STATED EXERCISE — Could you reproduce the passage below on classifying service providers word for word, from start to finish?

SOURCE PASSAGE —
● ● ● ● ● ● ●

This application relates to the following patent applications which are filed concurrently herewith and incorporated herein by reference: attorney docket number 200802997-1 entitled “Transforming a Description of Services for Web Services” and attorney docket number 200802991-1 entitled “Building a Standardized Web Form.”
Service providers are businesses that provide subscription or web services to other businesses and individuals. Typically, service providers have a presence on the World Wide Web (web) through which they describe and offer their services. Users can navigate through web pages to obtain information about services being offered.
Web services can be complex and include, for example, multiple service properties and various costs and options. To alleviate this complexity, web pages often describe available services in an informal manner that is easily readable and understandable to users visiting the web page.
Although users can understand the web pages, informal and unstructured descriptions of services are difficult for a computer to understand. For example, such language cannot be easily used by programs for service selection.
Exemplary embodiments in accordance with the invention include apparatus, systems, and methods that classify service providers and extract service properties from web content.
One embodiment uses a text classification technique that extracts significant words from web content of a service provider. Based on these extracted words, the services are categorized into a group of known businesses or business categories, such as subscription services, web hosting services, printing services, etc. Typical properties associated with the group are then extracted and stored. In printing services for example, this extraction could include printing properties, such as a number of copies, paper format for printing services, color, resolution, etc.

● ● ● ● ● ● ●

GIVEN ENTRIES —
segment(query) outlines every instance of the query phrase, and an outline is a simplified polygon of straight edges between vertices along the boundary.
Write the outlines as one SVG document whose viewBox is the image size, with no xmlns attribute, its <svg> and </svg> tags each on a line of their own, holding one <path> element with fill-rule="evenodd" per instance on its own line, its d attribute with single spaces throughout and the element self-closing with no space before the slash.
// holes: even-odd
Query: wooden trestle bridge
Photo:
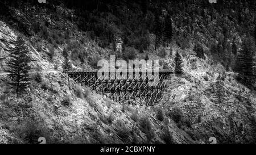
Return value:
<svg viewBox="0 0 256 155">
<path fill-rule="evenodd" d="M 115 73 L 109 73 L 108 79 L 106 77 L 103 79 L 98 77 L 97 72 L 67 72 L 68 77 L 75 82 L 88 85 L 96 93 L 107 95 L 117 102 L 147 106 L 154 106 L 162 98 L 169 75 L 172 73 L 170 71 L 160 70 L 159 80 L 152 86 L 149 82 L 152 82 L 152 80 L 148 80 L 152 77 L 147 78 L 147 78 L 142 78 L 142 72 L 139 78 L 138 74 L 134 73 L 133 79 L 129 79 L 131 76 L 129 77 L 128 73 L 127 79 L 120 79 Z M 154 76 L 154 73 L 151 76 Z"/>
</svg>

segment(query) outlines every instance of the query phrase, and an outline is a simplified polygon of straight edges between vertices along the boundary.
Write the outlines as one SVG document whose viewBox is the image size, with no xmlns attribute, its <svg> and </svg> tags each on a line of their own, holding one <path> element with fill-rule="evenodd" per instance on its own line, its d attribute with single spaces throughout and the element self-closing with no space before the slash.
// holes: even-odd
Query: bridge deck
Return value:
<svg viewBox="0 0 256 155">
<path fill-rule="evenodd" d="M 133 73 L 134 77 L 135 77 L 138 72 Z M 113 72 L 109 72 L 109 78 L 104 79 L 98 77 L 97 70 L 67 72 L 68 76 L 76 82 L 88 85 L 97 93 L 110 94 L 110 99 L 117 102 L 133 104 L 139 103 L 141 104 L 154 106 L 162 97 L 169 74 L 174 73 L 166 70 L 159 70 L 158 73 L 159 80 L 154 85 L 149 84 L 150 82 L 152 82 L 151 78 L 142 78 L 141 76 L 143 73 L 146 73 L 147 77 L 149 76 L 146 72 L 140 72 L 139 78 L 124 80 L 118 78 L 119 76 Z M 129 73 L 127 74 L 131 76 Z M 154 74 L 153 72 L 150 76 Z"/>
</svg>

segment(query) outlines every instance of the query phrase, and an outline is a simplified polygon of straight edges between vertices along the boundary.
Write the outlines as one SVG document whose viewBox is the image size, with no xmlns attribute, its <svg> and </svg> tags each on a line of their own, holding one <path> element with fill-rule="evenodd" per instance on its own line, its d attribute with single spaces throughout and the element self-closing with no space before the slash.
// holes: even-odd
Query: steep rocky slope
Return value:
<svg viewBox="0 0 256 155">
<path fill-rule="evenodd" d="M 59 37 L 61 39 L 67 30 L 71 31 L 71 35 L 69 39 L 57 39 L 54 41 L 41 38 L 36 33 L 28 37 L 15 26 L 0 21 L 1 70 L 6 68 L 12 42 L 21 35 L 34 60 L 31 66 L 42 76 L 38 80 L 41 79 L 40 76 L 36 72 L 31 73 L 34 79 L 27 93 L 19 98 L 9 91 L 5 77 L 1 77 L 0 139 L 2 141 L 0 143 L 34 143 L 41 136 L 46 138 L 47 143 L 207 143 L 212 136 L 217 138 L 218 143 L 255 142 L 255 94 L 235 79 L 236 73 L 224 74 L 224 68 L 219 63 L 208 57 L 205 60 L 198 58 L 192 49 L 181 49 L 175 45 L 172 55 L 168 53 L 161 58 L 151 43 L 146 52 L 149 58 L 167 63 L 171 70 L 175 66 L 174 55 L 179 51 L 184 74 L 171 76 L 166 92 L 155 106 L 122 105 L 72 79 L 69 87 L 60 71 L 65 48 L 69 47 L 71 54 L 73 55 L 74 48 L 88 53 L 88 58 L 83 60 L 84 69 L 87 70 L 92 69 L 89 64 L 89 57 L 101 55 L 108 58 L 110 50 L 94 44 L 94 40 L 80 31 L 75 22 L 67 20 L 64 15 L 56 17 L 56 13 L 46 14 L 46 10 L 38 14 L 33 9 L 34 15 L 31 18 L 19 10 L 14 10 L 13 12 L 15 18 L 32 23 L 48 21 L 50 26 L 46 28 L 49 35 L 61 34 Z M 60 14 L 72 12 L 72 10 L 62 7 L 59 9 Z M 58 40 L 63 43 L 55 44 Z M 54 55 L 51 58 L 49 53 L 52 47 Z M 169 53 L 170 49 L 164 50 Z M 144 58 L 144 55 L 138 53 L 137 57 Z M 73 56 L 79 58 L 79 56 Z M 71 60 L 74 70 L 81 69 L 80 61 Z M 220 74 L 225 93 L 224 102 L 221 104 L 216 102 L 215 96 L 215 85 Z"/>
</svg>

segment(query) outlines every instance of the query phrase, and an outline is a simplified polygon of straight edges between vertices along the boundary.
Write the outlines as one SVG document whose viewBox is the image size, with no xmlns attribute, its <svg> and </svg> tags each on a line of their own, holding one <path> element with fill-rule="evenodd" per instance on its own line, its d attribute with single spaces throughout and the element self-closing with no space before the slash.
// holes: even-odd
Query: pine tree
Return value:
<svg viewBox="0 0 256 155">
<path fill-rule="evenodd" d="M 155 50 L 161 45 L 162 30 L 162 23 L 160 20 L 159 15 L 158 13 L 155 15 Z"/>
<path fill-rule="evenodd" d="M 167 39 L 167 47 L 169 43 L 171 43 L 172 39 L 172 19 L 170 14 L 168 14 L 165 19 L 165 26 L 164 26 L 164 35 Z"/>
<path fill-rule="evenodd" d="M 236 62 L 236 70 L 239 73 L 239 78 L 246 86 L 253 85 L 254 56 L 255 43 L 251 37 L 246 37 L 242 41 L 242 50 L 239 52 Z"/>
<path fill-rule="evenodd" d="M 147 60 L 149 60 L 148 55 L 147 53 L 147 54 L 146 55 L 145 60 L 146 60 L 146 61 L 147 61 Z"/>
<path fill-rule="evenodd" d="M 64 57 L 64 60 L 62 64 L 62 68 L 63 69 L 64 72 L 67 72 L 71 70 L 72 66 L 68 58 L 68 52 L 65 49 L 63 51 L 63 57 Z"/>
<path fill-rule="evenodd" d="M 31 60 L 28 56 L 28 51 L 25 42 L 21 37 L 17 37 L 14 46 L 15 47 L 10 50 L 10 58 L 7 62 L 8 69 L 6 71 L 9 73 L 9 83 L 16 90 L 18 96 L 19 93 L 29 85 L 28 72 L 31 68 L 28 64 Z"/>
<path fill-rule="evenodd" d="M 254 39 L 256 40 L 256 26 L 254 26 Z M 256 41 L 255 43 L 256 43 Z"/>
<path fill-rule="evenodd" d="M 177 52 L 176 53 L 175 61 L 175 73 L 181 74 L 183 72 L 183 62 L 181 59 L 181 56 Z"/>
<path fill-rule="evenodd" d="M 193 51 L 196 52 L 196 56 L 200 58 L 205 59 L 205 56 L 204 54 L 204 49 L 203 49 L 203 47 L 198 44 L 196 44 L 195 45 L 194 49 L 193 49 Z"/>
<path fill-rule="evenodd" d="M 215 92 L 215 95 L 217 97 L 217 103 L 218 103 L 220 105 L 220 107 L 221 107 L 221 104 L 223 103 L 224 102 L 224 84 L 223 81 L 221 80 L 221 77 L 219 75 L 217 81 L 216 83 L 216 90 Z"/>
<path fill-rule="evenodd" d="M 232 53 L 236 56 L 237 53 L 237 47 L 236 44 L 235 40 L 234 39 L 232 42 Z"/>
</svg>

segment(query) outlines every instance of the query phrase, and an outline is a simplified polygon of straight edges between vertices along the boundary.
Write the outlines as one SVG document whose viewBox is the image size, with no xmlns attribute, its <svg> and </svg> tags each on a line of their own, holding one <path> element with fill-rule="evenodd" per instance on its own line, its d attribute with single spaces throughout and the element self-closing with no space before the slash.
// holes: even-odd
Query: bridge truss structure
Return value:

● ● ● ● ● ● ●

ANSWER TO THE PROBLEM —
This application relates to the following patent applications which are filed concurrently herewith and incorporated herein by reference: attorney docket number 200802997-1 entitled “Transforming a Description of Services for Web Services” and attorney docket number 200802991-1 entitled “Building a Standardized Web Form.”
Service providers are businesses that provide subscription or web services to other businesses and individuals. Typically, service providers have a presence on the World Wide Web (web) through which they describe and offer their services. Users can navigate through web pages to obtain information about services being offered.
Web services can be complex and include, for example, multiple service properties and various costs and options. To alleviate this complexity, web pages often describe available services in an informal manner that is easily readable and understandable to users visiting the web page.
Although users can understand the web pages, informal and unstructured descriptions of services are difficult for a computer to understand. For example, such language cannot be easily used by programs for service selection.
Exemplary embodiments in accordance with the invention include apparatus, systems, and methods that classify service providers and extract service properties from web content.
One embodiment uses a text classification technique that extracts significant words from web content of a service provider. Based on these extracted words, the services are categorized into a group of known businesses or business categories, such as subscription services, web hosting services, printing services, etc. Typical properties associated with the group are then extracted and stored. In printing services for example, this extraction could include printing properties, such as a number of copies, paper format for printing services, color, resolution, etc.